> [WHAT IS ASKED]: Copy the line with "of the woman" and all lines following it through the last line of the entries, exactly as written.

> [AVAILABLE RECORDS]:
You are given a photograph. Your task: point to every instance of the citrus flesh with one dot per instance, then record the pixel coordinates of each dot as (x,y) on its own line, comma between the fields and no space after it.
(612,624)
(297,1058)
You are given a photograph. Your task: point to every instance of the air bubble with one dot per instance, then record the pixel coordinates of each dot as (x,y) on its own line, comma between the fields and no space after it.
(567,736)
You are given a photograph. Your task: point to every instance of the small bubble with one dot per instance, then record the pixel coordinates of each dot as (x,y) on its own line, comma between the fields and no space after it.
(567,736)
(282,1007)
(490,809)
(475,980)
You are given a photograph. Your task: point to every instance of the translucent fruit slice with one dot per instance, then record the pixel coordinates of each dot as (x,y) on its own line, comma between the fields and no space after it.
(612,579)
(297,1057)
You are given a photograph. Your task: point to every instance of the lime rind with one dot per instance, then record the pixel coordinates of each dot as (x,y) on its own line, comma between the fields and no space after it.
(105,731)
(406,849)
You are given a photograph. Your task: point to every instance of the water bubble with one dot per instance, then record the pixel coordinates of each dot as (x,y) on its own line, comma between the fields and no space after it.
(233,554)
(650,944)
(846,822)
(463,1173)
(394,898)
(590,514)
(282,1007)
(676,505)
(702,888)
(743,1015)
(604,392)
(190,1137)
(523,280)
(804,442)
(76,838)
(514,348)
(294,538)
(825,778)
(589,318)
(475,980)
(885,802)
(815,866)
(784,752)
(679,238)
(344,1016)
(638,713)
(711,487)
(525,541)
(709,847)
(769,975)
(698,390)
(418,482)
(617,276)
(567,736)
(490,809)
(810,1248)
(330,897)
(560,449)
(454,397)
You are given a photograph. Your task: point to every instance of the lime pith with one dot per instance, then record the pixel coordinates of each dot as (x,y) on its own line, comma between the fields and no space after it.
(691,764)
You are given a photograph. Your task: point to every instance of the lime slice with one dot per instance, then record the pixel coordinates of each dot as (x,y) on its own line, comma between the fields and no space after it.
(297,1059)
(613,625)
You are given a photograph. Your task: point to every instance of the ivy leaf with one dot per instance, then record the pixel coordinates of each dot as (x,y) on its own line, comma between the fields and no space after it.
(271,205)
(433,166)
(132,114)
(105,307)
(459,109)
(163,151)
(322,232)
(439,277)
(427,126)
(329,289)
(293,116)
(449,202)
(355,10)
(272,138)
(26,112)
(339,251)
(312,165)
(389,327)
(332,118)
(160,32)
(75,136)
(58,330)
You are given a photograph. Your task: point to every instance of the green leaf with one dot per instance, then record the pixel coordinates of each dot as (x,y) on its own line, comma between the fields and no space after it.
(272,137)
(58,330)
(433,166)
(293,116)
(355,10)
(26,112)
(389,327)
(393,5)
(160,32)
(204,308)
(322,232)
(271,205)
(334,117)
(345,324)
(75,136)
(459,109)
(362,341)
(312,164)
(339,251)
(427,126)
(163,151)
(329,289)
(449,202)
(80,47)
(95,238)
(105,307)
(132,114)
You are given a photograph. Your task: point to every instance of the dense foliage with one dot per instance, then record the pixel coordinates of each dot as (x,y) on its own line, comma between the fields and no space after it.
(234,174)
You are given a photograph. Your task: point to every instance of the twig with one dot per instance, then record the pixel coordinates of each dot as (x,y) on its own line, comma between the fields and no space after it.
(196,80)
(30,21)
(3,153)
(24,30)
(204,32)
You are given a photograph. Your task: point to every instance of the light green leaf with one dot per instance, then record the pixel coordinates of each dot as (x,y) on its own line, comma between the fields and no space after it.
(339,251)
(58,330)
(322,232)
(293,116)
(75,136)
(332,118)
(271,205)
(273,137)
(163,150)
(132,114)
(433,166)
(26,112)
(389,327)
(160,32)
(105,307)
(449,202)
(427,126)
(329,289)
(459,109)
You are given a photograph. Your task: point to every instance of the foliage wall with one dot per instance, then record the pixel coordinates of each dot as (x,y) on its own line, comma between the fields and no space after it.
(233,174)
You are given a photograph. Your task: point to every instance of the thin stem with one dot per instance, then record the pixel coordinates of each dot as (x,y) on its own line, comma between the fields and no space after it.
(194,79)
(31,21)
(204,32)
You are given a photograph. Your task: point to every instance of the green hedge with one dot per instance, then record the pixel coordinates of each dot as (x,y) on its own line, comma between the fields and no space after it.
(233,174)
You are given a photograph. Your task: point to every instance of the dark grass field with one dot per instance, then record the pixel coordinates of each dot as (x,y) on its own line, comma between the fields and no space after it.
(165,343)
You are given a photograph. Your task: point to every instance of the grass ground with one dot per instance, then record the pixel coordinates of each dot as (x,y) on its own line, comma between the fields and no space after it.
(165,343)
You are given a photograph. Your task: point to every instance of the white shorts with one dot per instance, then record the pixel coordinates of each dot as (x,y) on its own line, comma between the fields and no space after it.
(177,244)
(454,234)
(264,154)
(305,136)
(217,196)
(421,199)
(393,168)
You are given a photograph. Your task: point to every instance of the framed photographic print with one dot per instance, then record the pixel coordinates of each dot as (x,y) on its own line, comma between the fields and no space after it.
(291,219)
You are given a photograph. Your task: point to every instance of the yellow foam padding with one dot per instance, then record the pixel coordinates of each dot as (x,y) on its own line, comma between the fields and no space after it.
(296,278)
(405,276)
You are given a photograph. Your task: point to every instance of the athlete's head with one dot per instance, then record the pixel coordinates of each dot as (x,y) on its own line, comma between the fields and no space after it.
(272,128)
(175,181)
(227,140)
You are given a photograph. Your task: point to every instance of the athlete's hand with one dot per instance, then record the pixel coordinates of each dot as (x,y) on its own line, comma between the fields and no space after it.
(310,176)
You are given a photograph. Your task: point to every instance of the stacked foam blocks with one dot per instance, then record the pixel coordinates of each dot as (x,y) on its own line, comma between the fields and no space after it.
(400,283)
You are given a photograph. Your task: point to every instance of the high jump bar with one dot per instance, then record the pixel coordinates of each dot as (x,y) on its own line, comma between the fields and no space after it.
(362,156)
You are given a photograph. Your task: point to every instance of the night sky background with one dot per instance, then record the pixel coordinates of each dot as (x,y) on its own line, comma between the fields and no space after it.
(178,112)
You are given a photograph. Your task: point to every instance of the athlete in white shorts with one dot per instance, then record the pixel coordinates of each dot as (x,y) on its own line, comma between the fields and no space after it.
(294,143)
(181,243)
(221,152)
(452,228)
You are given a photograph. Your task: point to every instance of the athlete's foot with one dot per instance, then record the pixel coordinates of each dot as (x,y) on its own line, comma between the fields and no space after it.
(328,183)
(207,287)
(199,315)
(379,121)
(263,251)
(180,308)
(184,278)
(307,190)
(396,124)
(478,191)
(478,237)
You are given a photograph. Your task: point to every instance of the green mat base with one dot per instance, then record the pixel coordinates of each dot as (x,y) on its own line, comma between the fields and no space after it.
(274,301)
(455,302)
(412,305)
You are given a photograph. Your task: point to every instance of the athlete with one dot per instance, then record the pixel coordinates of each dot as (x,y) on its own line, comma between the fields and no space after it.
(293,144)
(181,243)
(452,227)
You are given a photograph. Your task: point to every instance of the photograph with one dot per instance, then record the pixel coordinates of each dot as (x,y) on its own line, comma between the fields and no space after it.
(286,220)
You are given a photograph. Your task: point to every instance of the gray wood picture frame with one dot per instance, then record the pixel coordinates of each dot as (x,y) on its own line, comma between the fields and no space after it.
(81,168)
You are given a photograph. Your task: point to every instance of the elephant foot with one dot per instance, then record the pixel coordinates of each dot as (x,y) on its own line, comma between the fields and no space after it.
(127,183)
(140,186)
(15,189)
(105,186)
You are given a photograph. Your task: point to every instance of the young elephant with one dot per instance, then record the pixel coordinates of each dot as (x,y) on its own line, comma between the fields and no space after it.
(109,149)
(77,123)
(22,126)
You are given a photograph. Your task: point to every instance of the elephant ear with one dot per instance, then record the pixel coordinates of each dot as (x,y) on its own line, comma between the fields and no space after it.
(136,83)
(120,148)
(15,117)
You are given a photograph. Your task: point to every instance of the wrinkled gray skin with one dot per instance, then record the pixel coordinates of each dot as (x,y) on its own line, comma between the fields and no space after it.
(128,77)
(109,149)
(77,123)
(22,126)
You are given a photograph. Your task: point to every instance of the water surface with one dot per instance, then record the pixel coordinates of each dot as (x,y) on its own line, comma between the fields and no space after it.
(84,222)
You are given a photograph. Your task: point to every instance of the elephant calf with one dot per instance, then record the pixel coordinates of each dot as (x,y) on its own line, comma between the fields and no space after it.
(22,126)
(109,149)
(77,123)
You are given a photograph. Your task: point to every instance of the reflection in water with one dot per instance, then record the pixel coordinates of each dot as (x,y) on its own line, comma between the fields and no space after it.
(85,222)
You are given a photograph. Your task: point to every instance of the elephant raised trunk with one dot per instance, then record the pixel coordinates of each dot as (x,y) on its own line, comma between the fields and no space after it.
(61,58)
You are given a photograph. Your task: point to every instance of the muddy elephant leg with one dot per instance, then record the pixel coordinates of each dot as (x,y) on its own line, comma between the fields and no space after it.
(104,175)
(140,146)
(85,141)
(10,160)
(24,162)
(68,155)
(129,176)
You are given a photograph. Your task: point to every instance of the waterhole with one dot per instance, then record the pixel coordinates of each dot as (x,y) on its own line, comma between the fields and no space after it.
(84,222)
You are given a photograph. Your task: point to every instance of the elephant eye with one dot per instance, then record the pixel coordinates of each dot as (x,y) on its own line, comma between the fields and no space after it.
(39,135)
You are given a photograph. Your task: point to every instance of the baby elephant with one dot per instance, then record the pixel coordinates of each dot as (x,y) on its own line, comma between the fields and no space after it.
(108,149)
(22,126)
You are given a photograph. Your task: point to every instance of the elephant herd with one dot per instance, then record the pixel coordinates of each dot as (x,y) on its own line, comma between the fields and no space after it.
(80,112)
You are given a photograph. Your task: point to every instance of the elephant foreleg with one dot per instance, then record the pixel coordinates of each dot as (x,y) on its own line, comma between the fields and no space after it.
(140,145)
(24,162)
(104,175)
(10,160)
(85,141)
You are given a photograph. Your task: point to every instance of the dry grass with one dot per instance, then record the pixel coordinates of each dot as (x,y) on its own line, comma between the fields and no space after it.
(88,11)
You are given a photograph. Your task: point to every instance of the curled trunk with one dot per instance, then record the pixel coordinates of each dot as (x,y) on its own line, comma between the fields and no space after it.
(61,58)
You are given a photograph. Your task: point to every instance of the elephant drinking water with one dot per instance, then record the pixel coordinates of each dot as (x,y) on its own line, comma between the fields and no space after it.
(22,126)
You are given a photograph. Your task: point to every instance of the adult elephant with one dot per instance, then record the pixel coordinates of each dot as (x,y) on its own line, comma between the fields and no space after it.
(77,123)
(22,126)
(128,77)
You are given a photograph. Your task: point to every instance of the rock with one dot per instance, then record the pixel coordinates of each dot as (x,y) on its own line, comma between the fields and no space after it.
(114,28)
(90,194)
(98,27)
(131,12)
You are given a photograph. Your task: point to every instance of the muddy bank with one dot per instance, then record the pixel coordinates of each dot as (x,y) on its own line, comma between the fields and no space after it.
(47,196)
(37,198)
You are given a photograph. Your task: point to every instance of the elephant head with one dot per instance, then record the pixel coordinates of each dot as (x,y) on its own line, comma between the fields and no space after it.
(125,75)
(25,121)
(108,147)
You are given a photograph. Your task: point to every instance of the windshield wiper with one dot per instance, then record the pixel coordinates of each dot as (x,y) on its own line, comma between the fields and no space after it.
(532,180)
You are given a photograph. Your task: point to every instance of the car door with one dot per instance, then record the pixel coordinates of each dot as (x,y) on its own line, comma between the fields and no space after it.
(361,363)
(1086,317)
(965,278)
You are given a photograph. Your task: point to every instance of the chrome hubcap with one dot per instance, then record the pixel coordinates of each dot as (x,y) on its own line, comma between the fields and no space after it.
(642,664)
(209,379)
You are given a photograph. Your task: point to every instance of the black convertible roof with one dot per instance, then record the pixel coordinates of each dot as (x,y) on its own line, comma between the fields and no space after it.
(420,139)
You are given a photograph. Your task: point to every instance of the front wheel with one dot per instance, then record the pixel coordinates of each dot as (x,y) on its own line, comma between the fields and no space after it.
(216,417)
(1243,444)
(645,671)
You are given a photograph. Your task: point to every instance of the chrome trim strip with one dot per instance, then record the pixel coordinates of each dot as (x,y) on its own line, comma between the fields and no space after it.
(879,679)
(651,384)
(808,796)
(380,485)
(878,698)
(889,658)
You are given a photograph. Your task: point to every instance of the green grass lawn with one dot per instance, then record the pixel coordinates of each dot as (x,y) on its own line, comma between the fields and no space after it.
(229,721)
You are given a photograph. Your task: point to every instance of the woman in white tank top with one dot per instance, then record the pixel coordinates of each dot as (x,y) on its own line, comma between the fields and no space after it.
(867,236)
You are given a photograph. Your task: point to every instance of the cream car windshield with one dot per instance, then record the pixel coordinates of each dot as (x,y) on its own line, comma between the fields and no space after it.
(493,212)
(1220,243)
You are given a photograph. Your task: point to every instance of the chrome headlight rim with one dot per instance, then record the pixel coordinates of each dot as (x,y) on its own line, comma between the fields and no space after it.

> [RESPONSE BELOW]:
You are given a photograph. Your task: point to every instance of the woman in white tank top with one dot per instance, then record the pixel coordinates of each dot as (x,y) on its own line, comma between the fields and no space after it.
(867,236)
You are given a photograph. Your task: point to every instance of the cream car windshield with one dot per instance, then record the pixel coordinates of each dot as (x,y) on its own line, comma between the fields and no space after it.
(493,212)
(1220,243)
You are given a photograph. Your task: point to every instance of the chrome headlight rim with one dot per instance, then record the pixel coordinates of each dot as (x,y) on its own line, comma between the fields and no space after it.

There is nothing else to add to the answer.